» **Work required**
I would like you to restate each record word for word.

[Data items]
******************************

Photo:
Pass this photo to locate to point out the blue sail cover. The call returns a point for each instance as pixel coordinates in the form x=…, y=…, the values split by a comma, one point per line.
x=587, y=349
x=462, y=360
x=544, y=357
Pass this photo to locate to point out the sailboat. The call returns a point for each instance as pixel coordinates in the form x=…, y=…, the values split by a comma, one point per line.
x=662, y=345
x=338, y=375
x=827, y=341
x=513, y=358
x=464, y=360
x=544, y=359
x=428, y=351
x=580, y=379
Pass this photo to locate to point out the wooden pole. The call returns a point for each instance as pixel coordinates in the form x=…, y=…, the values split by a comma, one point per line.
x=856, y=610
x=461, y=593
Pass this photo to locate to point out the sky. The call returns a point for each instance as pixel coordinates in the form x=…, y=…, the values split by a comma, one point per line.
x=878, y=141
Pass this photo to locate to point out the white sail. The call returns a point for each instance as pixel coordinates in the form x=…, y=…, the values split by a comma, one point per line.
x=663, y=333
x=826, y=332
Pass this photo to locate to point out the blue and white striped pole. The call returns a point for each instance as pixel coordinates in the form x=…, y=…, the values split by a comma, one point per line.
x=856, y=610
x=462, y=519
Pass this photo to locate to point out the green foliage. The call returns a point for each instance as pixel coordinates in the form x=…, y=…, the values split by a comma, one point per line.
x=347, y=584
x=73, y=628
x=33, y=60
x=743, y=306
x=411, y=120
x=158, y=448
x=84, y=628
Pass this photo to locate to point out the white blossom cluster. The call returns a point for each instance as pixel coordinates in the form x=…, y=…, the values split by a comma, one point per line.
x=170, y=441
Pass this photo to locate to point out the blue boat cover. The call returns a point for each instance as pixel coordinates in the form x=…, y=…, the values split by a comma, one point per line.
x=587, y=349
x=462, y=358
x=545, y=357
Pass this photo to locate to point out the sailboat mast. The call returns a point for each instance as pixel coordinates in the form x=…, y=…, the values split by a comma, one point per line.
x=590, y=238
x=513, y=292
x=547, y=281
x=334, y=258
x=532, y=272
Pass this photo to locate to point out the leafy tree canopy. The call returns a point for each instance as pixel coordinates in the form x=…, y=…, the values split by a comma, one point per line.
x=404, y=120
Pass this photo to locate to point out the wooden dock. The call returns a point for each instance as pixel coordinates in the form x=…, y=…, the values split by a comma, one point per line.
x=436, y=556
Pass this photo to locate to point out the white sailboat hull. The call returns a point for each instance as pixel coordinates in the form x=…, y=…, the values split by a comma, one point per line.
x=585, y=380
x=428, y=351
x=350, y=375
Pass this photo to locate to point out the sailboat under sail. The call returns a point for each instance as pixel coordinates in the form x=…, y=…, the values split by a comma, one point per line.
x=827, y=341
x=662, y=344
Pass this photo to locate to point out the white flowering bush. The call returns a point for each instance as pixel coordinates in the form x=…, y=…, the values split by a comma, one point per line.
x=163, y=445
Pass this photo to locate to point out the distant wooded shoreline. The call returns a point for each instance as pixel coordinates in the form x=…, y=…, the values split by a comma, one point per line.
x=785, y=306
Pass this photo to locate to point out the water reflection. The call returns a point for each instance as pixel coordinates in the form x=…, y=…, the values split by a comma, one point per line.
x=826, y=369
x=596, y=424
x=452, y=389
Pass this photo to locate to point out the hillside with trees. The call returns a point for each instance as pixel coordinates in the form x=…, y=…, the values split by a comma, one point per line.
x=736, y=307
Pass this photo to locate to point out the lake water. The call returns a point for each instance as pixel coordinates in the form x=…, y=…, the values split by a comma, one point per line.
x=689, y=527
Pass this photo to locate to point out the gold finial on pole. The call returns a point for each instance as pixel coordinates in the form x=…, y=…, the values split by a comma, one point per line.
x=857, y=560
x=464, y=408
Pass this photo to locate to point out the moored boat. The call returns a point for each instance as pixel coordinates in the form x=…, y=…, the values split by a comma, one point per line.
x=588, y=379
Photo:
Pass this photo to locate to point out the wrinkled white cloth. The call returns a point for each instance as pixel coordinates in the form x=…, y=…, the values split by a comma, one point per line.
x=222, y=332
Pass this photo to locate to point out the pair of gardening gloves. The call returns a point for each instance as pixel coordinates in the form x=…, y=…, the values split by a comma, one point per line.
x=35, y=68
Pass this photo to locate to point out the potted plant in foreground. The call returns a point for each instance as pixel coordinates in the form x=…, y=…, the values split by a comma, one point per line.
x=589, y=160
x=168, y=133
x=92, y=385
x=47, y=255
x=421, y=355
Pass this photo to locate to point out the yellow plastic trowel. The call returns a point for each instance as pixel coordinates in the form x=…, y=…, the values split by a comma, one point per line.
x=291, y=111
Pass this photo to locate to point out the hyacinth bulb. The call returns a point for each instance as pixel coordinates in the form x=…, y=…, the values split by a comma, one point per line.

******************************

» **Reply**
Photo:
Pass this photo to locate to point out the blue sail cover. The call returns a point for each instance as pixel coordinates in the form x=…, y=…, the values split by a comma, one point per line.
x=587, y=349
x=462, y=360
x=544, y=357
Pass this photo to locate to point out the sailboat. The call returns a point for each instance as pixel coordinates in the form x=…, y=…, the values split by a comma, one point per line.
x=662, y=345
x=338, y=375
x=827, y=341
x=513, y=358
x=464, y=360
x=544, y=359
x=428, y=351
x=580, y=379
Pass this photo to locate to point out the wooden pole. The call returns a point for each instance as pixel coordinates in the form x=…, y=…, the values split by a comma, one point per line.
x=856, y=610
x=461, y=593
Pass this photo to locate to point out the sky. The call returns a point for each instance as pixel coordinates in the form x=…, y=…, the values split by a comma, one point per line.
x=878, y=141
Pass this photo to locate to point out the white sail. The call returns a point for each instance as pixel coordinates in the form x=…, y=…, the values split by a comma, one point per line.
x=663, y=333
x=826, y=332
Pass this photo to locate to point out the blue and white striped pole. The call returns a point for each instance as pixel coordinates in the form x=…, y=…, the values split by a comma, one point per line.
x=856, y=610
x=462, y=519
Pass this photo to locate to point out the green foliage. The call returns a point for each instance as pixel coordinates in the form x=…, y=…, the values split by a comma, one point per line.
x=347, y=584
x=73, y=628
x=33, y=60
x=743, y=306
x=411, y=120
x=158, y=448
x=84, y=628
Pass this photo to locate to point out the white blossom cluster. The call returns a point for each instance as pixel coordinates in the form x=…, y=…, the values split by a comma, one point per line.
x=170, y=441
Pass this photo to locate to point out the blue boat cover. The call returns a point for each instance as pixel coordinates in the form x=…, y=…, the values split by a comma, one point per line.
x=587, y=349
x=462, y=358
x=545, y=357
Pass this photo to locate to point out the sailboat mast. The call returns a point for each instance as pixel coordinates in the form x=…, y=…, the values split by a comma, one point per line.
x=590, y=238
x=513, y=292
x=547, y=281
x=334, y=258
x=532, y=272
Pass this photo to locate to point out the leafy tree canopy. The call returns a point for each instance as pixel coordinates in the form x=…, y=…, the values split by a comma, one point per line.
x=404, y=120
Pass this photo to locate to point out the wooden dock. The call returns a point for each instance as pixel coordinates in the form x=…, y=…, the values split by a comma, one point per line.
x=436, y=556
Pass this photo to locate to point out the white sailboat hull. The call returns a point for each instance as pixel coordinates in the form x=…, y=…, the values split by a comma, one point per line.
x=585, y=380
x=428, y=351
x=350, y=375
Pass this photo to locate to point out the sailboat under sail. The call returns a point for each instance as pixel coordinates in the form x=…, y=…, the values split by a comma, one point per line.
x=827, y=341
x=662, y=344
Pass this photo to locate to point out the white flowering bush. The call returns a point for each instance as pixel coordinates in the form x=…, y=…, the values split by a comma, one point per line.
x=163, y=445
Pass this photo to locate to point out the distant wooded shoreline. The call returns a point for each instance as pixel coordinates in the form x=…, y=…, the values split by a comma, one point per line.
x=785, y=306
Pass this photo to locate to point out the water reflection. The call returns a point for each instance as pixel coordinates in the form x=…, y=…, the values split by a comma, one point per line.
x=826, y=369
x=596, y=424
x=452, y=389
Pass this photo to locate to point out the hillside with trees. The call returns a point for each instance as pixel coordinates in the form x=…, y=…, the values split by a comma, one point per line.
x=736, y=307
Pass this photo to locate to point out the lake water. The call returns a point for each instance as pixel coordinates in the form x=…, y=…, the values split by a comma, one point per line.
x=689, y=527
Pass this photo to locate to point out the gold finial on pole. The call returns a point for each instance as pixel coordinates in the form x=…, y=…, the values split by a comma, one point per line.
x=857, y=560
x=464, y=408
Pass this photo to locate to point out the moored boat. The call returns a point for each instance as pixel coordinates in the form x=…, y=…, the values split by a comma, one point per line.
x=588, y=379
Photo:
Pass this photo to locate to point out the wrinkled white cloth. The call returns a point for each instance as pixel coordinates in the form x=…, y=…, the values split by a comma, one point per line.
x=222, y=332
Pass this photo to locate to point out the pair of gardening gloves. The call returns a point for each instance as pixel coordinates in the form x=…, y=…, the values split by a comma, one point per line.
x=35, y=68
Pass this photo to locate to point out the potted plant in foreground. The call returns a point for each instance as pixel coordinates in the form x=…, y=…, the values split by a comma, one point per line.
x=589, y=160
x=168, y=133
x=92, y=385
x=47, y=255
x=421, y=355
Pass this photo to locate to point out the yellow plastic trowel. The call returns a point for each instance as pixel coordinates in the form x=…, y=…, the values split by a comma, one point per line.
x=291, y=111
Pass this photo to locate to point out the hyacinth bulb. The call returns a point for each instance as pixel coordinates in the form x=…, y=…, the values split by a comma, one point per line.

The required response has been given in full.